Text block:
____________________
My LSC experience to date

Today was supposed to be our first regular LSC meeting of the year at Pilsen Academy. It was rescheduled for next week. I received no notification. We had an irregular meeting last week. That meeting was scheduled on the preceding Friday for the following Monday. The planning meeting in July was scheduled a little more than than the requisite 48 hours in advance. This last-minute scheduling and rescheduling drives down participation. It’s also reminiscent of the divide-and-conquer approach Pilsen Alliance takes to “organizing” its volunteers. I didn’t like it then and I don’t like it now. Hopefully, things don’t continue in this fashion.

We need you to birth a 10 year-old

CPS allocates money for schools based on the number of students at the school. This makes sense, but when you have students with special needs, this makes things difficult. We have two classes for each grade, K-3; one for bilingual and one for monolingual. Since enrollment is about 35 for each grade level, we have K-3 classes at approximately 17 and enrollment at about 35 for 4-8.

Our principal presented this information to us, and to parents at a coffee with the principal right after, in a unique way. Instead of explaining that CPS negotiated the CTU up to an expected classroom size of 29 and this is how the math shakes out, he explained that if we could only recruit another 20-40 students to the school we could split our large classes of 35 + 5 or 10, into two classes of 20!
____________________
Supplied data:
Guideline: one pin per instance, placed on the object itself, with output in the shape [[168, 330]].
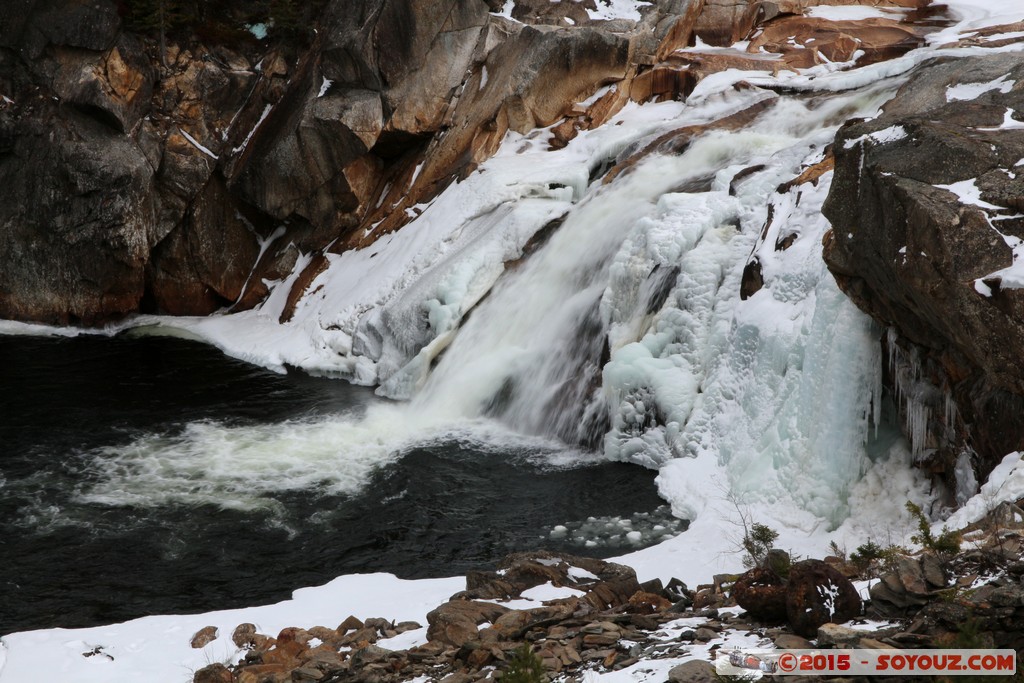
____________________
List of tasks:
(a) Answer these questions from the Pilsen Academy LSC post:
(i) When was last week's irregular meeting scheduled?
(ii) How many classes does the school have for each grade, K-3?
(iii) How many more students did the principal say the school would need to recruit to split its large classes?
(b) Please resume the Pilsen Academy LSC post after its final sentence.
The data has no connection to the Pilsen Academy LSC post.

Replies:
(a)
(i) It was scheduled on the preceding Friday for the following Monday.
(ii) Two: one bilingual and one monolingual.
(iii) Another 20-40 students.

(b)
Aside from the fact that poaching students into an overcrowded classroom is as likely as birthing a 10 year-old into existence, I was a little struck by the framing of the dilemma: “It’s not CPS’s fault for having a messed-up allocation of resources and having a definition of ‘underutilized’ that would qualify as overcrowded elsewhere. It’s also not the city’s fault for underfunding the education system that would keep young families in the city in favor of throwing money at developers. No, it’s your obligation to poach students into overcrowded classrooms.”

Our principal, Dr. Ali, doesn’t practice medicine but he does know how to deliver a bitter pill. His paycheck comes from CPS, so I can’t begrudge him for toeing the line. I am intrigued to know if these tactics of misdirection are homegrown or if they are used citywide.